>>>>>
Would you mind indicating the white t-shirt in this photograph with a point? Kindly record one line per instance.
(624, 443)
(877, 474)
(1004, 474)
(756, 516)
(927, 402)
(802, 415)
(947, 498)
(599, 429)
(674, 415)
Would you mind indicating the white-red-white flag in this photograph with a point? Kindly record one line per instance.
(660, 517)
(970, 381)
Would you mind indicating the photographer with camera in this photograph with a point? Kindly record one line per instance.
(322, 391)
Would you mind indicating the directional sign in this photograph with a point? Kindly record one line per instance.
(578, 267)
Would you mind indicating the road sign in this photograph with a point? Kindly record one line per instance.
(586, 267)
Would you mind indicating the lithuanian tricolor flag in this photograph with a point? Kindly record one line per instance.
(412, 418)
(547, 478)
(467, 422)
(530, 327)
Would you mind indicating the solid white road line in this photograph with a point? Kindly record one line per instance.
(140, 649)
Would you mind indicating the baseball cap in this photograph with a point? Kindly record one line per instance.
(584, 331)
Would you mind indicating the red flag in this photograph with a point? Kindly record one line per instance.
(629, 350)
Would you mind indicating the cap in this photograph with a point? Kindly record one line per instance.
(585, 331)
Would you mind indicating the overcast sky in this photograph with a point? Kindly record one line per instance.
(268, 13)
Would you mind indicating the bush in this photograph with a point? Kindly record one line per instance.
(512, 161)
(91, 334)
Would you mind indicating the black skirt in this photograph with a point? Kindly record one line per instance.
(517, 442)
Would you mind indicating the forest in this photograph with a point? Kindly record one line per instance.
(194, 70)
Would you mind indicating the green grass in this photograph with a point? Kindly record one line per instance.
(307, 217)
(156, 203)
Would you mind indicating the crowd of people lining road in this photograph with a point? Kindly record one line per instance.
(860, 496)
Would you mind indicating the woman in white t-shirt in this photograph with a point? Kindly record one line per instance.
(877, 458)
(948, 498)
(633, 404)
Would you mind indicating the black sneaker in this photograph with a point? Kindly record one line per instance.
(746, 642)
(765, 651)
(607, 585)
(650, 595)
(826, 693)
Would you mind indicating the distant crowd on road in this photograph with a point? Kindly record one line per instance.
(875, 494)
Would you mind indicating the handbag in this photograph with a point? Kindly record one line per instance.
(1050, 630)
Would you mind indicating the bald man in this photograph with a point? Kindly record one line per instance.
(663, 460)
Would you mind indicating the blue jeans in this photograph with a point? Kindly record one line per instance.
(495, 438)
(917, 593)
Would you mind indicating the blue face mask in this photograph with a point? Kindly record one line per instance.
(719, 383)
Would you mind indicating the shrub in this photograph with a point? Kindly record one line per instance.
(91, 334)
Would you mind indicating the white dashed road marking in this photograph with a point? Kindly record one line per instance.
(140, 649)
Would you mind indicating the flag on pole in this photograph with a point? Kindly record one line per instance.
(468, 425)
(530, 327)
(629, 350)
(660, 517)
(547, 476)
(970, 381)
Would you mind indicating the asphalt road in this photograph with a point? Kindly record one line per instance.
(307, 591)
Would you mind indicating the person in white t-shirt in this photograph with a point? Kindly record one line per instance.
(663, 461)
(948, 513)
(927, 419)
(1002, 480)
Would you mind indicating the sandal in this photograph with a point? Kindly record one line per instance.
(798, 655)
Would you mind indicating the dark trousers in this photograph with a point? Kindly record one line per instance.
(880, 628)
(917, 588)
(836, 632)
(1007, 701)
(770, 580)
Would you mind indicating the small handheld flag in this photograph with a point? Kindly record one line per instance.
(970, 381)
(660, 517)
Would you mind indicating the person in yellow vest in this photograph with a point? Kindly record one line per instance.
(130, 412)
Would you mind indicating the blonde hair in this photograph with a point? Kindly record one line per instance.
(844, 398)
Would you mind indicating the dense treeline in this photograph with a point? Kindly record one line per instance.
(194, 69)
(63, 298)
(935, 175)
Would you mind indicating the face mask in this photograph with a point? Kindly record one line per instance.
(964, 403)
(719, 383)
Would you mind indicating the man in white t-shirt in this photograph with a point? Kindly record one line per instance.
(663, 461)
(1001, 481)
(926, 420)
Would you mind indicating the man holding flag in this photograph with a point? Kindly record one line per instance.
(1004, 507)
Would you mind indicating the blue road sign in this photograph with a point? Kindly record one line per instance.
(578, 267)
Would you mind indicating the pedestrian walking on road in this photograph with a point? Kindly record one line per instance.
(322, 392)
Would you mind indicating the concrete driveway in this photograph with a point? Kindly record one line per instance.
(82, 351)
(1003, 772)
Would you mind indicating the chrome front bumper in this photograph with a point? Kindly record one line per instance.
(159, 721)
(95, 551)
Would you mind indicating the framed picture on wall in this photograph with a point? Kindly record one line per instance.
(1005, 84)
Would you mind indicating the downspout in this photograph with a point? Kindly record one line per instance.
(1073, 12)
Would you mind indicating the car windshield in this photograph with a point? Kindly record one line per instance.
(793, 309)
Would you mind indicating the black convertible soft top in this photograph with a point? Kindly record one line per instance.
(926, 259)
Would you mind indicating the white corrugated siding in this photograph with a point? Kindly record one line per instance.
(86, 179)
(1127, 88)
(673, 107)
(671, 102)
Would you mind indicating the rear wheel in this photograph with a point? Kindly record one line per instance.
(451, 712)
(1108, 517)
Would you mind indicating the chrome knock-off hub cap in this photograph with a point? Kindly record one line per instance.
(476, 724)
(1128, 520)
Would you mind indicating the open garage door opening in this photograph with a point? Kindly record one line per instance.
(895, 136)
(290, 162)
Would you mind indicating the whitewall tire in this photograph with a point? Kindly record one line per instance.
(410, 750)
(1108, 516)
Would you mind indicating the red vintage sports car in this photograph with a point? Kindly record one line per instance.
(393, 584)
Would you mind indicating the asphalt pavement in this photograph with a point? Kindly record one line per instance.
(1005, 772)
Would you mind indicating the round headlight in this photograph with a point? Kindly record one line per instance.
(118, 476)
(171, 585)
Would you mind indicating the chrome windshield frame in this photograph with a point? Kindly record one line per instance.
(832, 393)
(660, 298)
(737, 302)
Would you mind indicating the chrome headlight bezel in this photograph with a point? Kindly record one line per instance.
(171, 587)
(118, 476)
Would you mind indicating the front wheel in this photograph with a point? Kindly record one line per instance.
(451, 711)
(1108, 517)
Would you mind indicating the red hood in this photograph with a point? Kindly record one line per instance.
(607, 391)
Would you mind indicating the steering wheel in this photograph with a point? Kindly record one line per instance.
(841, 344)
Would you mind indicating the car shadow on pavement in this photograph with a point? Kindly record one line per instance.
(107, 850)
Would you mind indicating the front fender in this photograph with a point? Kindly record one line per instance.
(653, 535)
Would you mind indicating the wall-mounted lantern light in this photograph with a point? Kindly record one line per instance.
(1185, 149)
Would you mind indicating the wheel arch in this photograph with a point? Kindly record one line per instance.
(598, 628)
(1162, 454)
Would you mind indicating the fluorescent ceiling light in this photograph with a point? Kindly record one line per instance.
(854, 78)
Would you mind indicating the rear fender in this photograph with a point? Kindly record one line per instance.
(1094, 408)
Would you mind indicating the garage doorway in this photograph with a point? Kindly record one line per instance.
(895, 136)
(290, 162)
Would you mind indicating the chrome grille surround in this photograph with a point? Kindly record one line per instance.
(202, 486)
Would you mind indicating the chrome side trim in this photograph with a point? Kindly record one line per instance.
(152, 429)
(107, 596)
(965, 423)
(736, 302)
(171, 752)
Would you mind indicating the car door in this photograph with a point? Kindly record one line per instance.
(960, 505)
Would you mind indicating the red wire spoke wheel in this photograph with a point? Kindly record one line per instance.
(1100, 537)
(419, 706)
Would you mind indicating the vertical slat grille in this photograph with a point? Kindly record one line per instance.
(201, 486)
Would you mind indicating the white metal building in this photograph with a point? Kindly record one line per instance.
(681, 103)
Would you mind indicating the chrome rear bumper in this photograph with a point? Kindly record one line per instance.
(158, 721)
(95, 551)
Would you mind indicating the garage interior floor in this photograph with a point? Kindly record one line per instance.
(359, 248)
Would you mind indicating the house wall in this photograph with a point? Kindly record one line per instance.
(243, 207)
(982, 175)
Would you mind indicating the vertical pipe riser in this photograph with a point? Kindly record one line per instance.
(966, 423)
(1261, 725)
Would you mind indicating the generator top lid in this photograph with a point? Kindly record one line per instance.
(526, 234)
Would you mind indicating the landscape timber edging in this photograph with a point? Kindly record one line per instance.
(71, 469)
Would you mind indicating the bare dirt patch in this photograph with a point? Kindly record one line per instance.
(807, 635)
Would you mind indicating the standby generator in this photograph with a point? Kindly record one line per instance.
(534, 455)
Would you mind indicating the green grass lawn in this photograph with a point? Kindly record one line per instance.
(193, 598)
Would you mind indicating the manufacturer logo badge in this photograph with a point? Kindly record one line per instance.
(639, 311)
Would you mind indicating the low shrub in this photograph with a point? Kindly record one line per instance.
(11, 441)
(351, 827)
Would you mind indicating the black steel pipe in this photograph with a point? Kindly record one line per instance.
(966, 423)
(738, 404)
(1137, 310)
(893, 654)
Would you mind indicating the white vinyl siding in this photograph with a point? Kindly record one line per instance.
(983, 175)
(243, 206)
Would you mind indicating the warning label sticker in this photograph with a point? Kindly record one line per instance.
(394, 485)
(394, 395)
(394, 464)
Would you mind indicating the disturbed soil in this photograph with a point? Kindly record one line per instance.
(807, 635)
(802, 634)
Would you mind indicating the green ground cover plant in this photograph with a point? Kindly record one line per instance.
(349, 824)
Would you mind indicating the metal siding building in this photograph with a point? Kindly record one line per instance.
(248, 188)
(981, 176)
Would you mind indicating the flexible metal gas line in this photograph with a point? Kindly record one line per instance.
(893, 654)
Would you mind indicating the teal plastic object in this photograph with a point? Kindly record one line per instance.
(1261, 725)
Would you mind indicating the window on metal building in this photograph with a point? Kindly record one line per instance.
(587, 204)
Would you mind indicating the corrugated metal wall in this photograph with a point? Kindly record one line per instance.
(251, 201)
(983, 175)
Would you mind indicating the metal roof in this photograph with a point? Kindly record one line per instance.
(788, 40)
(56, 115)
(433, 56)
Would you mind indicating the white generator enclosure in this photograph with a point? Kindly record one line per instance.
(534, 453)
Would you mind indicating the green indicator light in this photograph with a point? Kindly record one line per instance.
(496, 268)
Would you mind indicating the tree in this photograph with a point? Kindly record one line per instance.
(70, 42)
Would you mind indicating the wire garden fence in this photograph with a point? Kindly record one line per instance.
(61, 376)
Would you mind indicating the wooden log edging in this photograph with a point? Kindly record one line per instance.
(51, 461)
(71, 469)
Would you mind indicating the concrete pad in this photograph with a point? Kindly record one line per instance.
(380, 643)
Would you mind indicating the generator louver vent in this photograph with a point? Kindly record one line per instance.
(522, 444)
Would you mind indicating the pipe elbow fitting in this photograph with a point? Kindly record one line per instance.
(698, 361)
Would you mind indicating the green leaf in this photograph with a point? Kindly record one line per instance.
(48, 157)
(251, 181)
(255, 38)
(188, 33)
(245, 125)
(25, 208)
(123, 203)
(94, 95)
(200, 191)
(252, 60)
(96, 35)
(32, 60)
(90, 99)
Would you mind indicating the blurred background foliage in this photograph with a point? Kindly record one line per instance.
<<<<<
**EXERCISE:**
Look above for the line containing "Would you mind indicating the generator louver"; copy from it through the last line, exactly, and nothing more.

**EXERCISE RESULT:**
Would you mind indicating the generator louver vent in this photograph with a point? Kindly record one line per instance.
(522, 444)
Would you mind indicating the pipe elbow fitting in this photograph with a point? Kindly record one line per instance.
(698, 361)
Would you mind indicating the green leaf in this photograph with a point? Kindly record one line per instance.
(48, 157)
(251, 181)
(255, 38)
(188, 33)
(245, 125)
(25, 208)
(123, 203)
(94, 95)
(200, 191)
(252, 60)
(96, 35)
(32, 60)
(90, 99)
Would you mind indicating the blurred background foliage in this photograph with a point? Kindly record one line per instance.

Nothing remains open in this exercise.